The FCA’s recently published final rules and guidance on DB pension transfer advice (PS20/6) is expected to reduce significantly the numbers of advisers with the permissions to advise on DB transfers.
This will further exacerbate the trend already started by the increased regulatory focus, and increases and/or restrictions in professional indemnity premiums over the last few years.
While the drive to improve standards is to be applauded, the reduction in the number of advisers will be a further blow to defined benefit scheme members who want to investigate their transfer options.
They will find it increasingly hard to find a trusted adviser.
This comes at a time when the Pensions Regulator is asking scheme trustees to focus on protecting their members from scams and when it is entirely possible that there is a spike in interest in transfers as members seek alternative sources of income as a result of Covid-19-driven furlough and redundancy.
Our experience of transfer incidence
Our administration team saw a more than 50 per cent drop in transfer value requests in the first few weeks of the Covid-19 lockdown compared to the same period in 2019.
Requests then picked up a few weeks ago when we started to see an upward trend in request numbers. Whilst it is early days, this could be evidence of an increased interest in transfers as a result of the impact of the lockdown.
To put some context around the numbers of members, there are around 5.9m non-pensioner members in UK private sector defined benefit schemes and, because of the history of scheme closures to new joiners, many will be close to, or over, the age when they can access their benefits.
If just 2 per cent of them want to investigate their transfer option each year, that is around 120,000 members seeking advice.

■ **INFORMATION SUPPLIED**:

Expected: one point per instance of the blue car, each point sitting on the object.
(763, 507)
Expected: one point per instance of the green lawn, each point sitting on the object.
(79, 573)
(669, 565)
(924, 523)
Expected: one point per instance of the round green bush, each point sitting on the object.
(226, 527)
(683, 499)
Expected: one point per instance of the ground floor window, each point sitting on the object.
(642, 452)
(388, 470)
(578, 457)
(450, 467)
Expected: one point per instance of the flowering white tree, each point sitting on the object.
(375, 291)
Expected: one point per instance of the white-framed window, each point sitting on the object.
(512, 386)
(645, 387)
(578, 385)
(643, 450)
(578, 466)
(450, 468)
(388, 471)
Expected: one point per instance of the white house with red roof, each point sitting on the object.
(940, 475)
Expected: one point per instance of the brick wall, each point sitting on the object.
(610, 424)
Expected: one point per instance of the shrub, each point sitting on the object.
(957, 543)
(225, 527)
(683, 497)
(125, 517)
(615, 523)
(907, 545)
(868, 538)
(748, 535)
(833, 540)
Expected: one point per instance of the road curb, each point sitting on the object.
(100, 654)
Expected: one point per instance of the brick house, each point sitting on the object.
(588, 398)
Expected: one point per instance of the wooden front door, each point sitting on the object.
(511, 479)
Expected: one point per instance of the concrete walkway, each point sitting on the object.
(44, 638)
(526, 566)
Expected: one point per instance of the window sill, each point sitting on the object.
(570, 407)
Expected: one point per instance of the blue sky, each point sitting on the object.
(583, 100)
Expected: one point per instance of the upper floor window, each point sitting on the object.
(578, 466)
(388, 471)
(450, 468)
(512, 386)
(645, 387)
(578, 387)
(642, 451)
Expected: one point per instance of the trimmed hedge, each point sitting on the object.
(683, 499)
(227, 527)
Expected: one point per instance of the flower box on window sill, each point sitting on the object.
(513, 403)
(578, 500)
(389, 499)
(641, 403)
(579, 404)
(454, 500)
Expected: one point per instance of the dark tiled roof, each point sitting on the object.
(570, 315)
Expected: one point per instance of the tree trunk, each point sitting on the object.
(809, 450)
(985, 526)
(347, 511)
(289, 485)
--
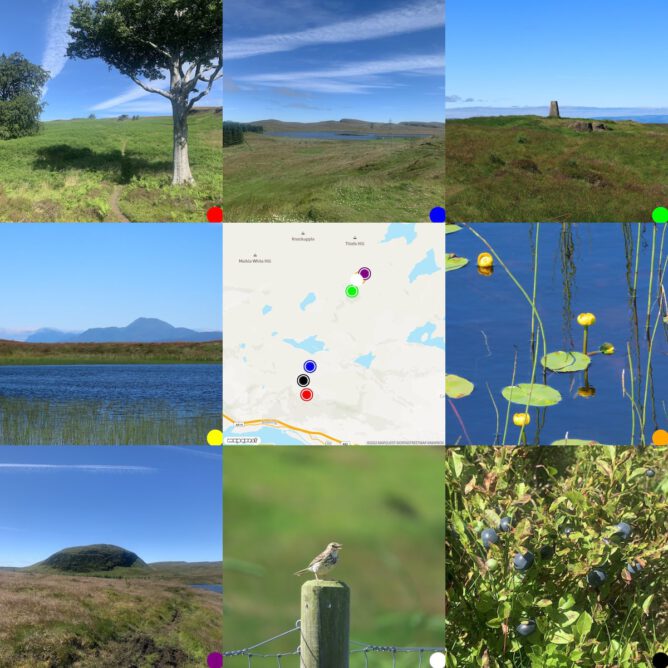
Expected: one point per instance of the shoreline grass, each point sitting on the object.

■ **PROBLEM REQUIREMENTS**:
Extract the passage from the article on defined benefit pension transfers, starting at "Requests then picked" and ending at "of the lockdown.".

■ **PROBLEM SOLUTION**:
Requests then picked up a few weeks ago when we started to see an upward trend in request numbers. Whilst it is early days, this could be evidence of an increased interest in transfers as a result of the impact of the lockdown.